== TASK INPUTS
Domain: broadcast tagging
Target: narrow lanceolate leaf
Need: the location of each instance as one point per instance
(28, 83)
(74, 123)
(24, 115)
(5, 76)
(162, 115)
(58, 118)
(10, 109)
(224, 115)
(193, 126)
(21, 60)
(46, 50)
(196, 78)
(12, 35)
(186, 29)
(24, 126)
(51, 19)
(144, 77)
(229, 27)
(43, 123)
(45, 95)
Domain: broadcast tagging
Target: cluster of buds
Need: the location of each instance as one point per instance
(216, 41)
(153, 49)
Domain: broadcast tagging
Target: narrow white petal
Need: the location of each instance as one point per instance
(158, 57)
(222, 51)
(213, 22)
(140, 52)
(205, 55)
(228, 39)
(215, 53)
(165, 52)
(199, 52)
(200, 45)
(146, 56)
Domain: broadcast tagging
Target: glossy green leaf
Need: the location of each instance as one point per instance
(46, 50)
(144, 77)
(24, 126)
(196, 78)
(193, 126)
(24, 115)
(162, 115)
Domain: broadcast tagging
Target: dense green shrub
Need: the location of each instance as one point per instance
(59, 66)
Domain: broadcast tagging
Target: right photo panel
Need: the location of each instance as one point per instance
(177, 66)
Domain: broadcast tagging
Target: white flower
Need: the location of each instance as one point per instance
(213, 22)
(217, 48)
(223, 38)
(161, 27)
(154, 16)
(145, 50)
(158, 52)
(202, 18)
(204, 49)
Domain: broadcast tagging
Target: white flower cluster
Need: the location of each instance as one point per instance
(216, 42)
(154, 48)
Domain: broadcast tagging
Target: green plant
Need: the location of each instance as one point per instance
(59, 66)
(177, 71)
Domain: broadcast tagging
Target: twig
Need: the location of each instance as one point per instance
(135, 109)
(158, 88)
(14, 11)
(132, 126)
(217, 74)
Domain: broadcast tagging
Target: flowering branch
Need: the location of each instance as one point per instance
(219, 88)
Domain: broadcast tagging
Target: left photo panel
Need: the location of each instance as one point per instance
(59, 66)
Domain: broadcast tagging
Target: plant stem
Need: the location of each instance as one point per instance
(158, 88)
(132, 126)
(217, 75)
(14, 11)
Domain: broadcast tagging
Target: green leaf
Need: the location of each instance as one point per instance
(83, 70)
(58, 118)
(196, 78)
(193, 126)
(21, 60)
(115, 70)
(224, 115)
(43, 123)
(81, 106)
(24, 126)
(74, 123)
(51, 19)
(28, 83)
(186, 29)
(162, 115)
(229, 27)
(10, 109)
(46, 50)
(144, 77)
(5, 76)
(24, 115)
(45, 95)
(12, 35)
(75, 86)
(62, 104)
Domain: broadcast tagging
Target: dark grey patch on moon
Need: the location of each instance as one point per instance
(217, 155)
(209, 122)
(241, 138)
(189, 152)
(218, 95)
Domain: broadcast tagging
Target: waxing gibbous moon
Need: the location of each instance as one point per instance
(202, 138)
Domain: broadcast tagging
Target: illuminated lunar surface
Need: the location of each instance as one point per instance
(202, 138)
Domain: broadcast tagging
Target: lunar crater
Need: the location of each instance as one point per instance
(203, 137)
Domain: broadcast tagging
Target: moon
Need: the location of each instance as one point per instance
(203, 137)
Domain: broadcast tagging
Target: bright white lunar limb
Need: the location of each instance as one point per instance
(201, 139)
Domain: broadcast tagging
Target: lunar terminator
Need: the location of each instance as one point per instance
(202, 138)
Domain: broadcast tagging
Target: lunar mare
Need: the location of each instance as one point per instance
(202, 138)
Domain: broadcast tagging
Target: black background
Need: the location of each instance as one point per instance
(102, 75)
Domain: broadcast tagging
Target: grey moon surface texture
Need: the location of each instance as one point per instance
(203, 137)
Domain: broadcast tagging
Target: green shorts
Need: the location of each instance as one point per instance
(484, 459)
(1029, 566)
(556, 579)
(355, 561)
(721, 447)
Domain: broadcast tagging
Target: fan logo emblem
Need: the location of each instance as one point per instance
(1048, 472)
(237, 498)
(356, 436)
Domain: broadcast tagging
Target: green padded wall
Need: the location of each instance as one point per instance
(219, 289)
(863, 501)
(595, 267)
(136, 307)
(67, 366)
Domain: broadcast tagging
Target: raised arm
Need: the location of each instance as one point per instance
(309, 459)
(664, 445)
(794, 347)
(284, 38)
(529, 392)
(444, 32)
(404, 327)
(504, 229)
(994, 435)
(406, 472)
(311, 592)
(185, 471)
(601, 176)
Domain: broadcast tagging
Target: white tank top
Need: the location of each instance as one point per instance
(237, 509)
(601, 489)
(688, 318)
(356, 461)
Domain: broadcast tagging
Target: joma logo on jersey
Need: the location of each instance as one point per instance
====
#### EXERCISE REQUIREMENTS
Please reproduce the entire listing, exactly as shown.

#### EXERCISE SOLUTION
Domain: broadcast tagging
Target: narrow lanceolate leaf
Need: the location of each instance as one point per instance
(28, 83)
(74, 123)
(24, 115)
(5, 76)
(162, 115)
(58, 118)
(10, 109)
(224, 115)
(193, 126)
(21, 60)
(46, 50)
(196, 78)
(12, 35)
(186, 29)
(24, 126)
(51, 19)
(144, 77)
(229, 27)
(43, 123)
(45, 95)
Domain: broadcast tagging
Target: cluster of buds
Need: the location of each instance as one point per instance
(216, 41)
(153, 49)
Domain: broadcast tagging
Target: narrow white petal
Need: the location of each instance as one point per instance
(158, 57)
(222, 51)
(213, 22)
(140, 52)
(205, 55)
(228, 39)
(215, 53)
(165, 52)
(199, 52)
(200, 45)
(146, 56)
Domain: broadcast tagging
Target: glossy green leaf
Need: the location of each instance as one point per instance
(46, 50)
(144, 77)
(24, 126)
(196, 78)
(193, 126)
(24, 115)
(162, 115)
Domain: broadcast tagging
Target: dense green shrub
Need: the location of each instance as one point per instance
(59, 66)
Domain: broadcast tagging
Target: right photo panel
Need: the location of each instance as one point per instance
(177, 66)
Domain: broadcast tagging
Target: white flower
Need: the location of each instance as one point per instance
(213, 22)
(217, 48)
(223, 38)
(161, 27)
(154, 16)
(145, 50)
(158, 52)
(202, 18)
(204, 49)
Domain: broadcast tagging
Target: white flower cluster
Need: the location of each instance as one point per instance
(216, 42)
(154, 48)
Domain: broadcast tagging
Target: green plant
Need: the location of each instance as one point per instance
(59, 66)
(177, 71)
Domain: broadcast tagging
Target: twig
Need: the location of each instance as one point per instance
(135, 109)
(158, 88)
(14, 11)
(132, 126)
(217, 74)
Domain: broadcast tagging
Target: flowering branch
Need: the location of each instance as one point per instance
(219, 88)
Domain: broadcast tagging
Target: left photo panel
Need: the location of each instance as one point per instance
(59, 66)
Domain: broadcast tagging
Target: plant stem
Need: the location of each instance as one point per instance
(158, 88)
(132, 126)
(217, 75)
(14, 11)
Domain: broadcast tagging
Target: green leaf
Need: the location of each instance as one point per instance
(83, 70)
(58, 118)
(196, 78)
(193, 126)
(21, 60)
(115, 70)
(224, 115)
(43, 123)
(81, 106)
(24, 126)
(74, 123)
(51, 19)
(28, 83)
(186, 29)
(162, 115)
(229, 27)
(10, 109)
(46, 50)
(144, 77)
(5, 76)
(24, 115)
(45, 95)
(12, 35)
(75, 86)
(62, 104)
Domain: broadcast tagging
Target: dark grey patch on moon
Need: the location of each instance as one point per instance
(217, 155)
(209, 122)
(241, 138)
(189, 152)
(218, 95)
Domain: broadcast tagging
Target: waxing gibbous moon
Need: the location of each instance as one point per instance
(202, 138)
Domain: broadcast tagging
Target: illuminated lunar surface
Need: the location of each instance as one point per instance
(202, 138)
Domain: broadcast tagging
Target: lunar crater
Need: the location of each instance as one point per instance
(203, 137)
Domain: broadcast tagging
Target: moon
Need: the location of each instance as one point per instance
(203, 137)
Domain: broadcast tagging
Target: bright white lunar limb
Need: the location of each instance as one point per instance
(201, 139)
Domain: broadcast tagging
Target: lunar terminator
Need: the location of each instance as one point per instance
(202, 138)
Domain: broadcast tagging
Target: lunar mare
Need: the location of each instance as one point per instance
(202, 138)
Domain: broadcast tagging
Target: black background
Need: the location of each instance as one point per instance
(102, 75)
Domain: broadcast tagging
Target: grey moon surface texture
Need: the location of each instance as one point per instance
(203, 137)
Domain: broadcast tagging
Target: green shorts
Need: the location of each instance as one point per instance
(484, 459)
(1029, 566)
(556, 579)
(355, 561)
(721, 447)
Domain: broadcast tagging
Target: fan logo emblem
Need: the location of each instance as one point per instance
(1048, 472)
(237, 498)
(356, 436)
Domain: broadcast tagging
Target: green padded wall
Need: the location of each instance as one point per instance
(219, 289)
(863, 501)
(595, 267)
(136, 307)
(67, 366)
Domain: broadcast tagging
Target: raised arm
Need: the location of each instance as one point per instance
(309, 459)
(664, 445)
(794, 347)
(284, 38)
(529, 392)
(444, 32)
(404, 327)
(504, 229)
(994, 435)
(406, 472)
(311, 592)
(185, 471)
(601, 176)
Domain: broadcast tagging
Target: white tank top
Need: the location of each instance as one point per instance
(237, 509)
(601, 489)
(688, 318)
(356, 461)
Domain: broadcast tagging
Target: joma logo on jersey
Need: the location of each instance as one point per instance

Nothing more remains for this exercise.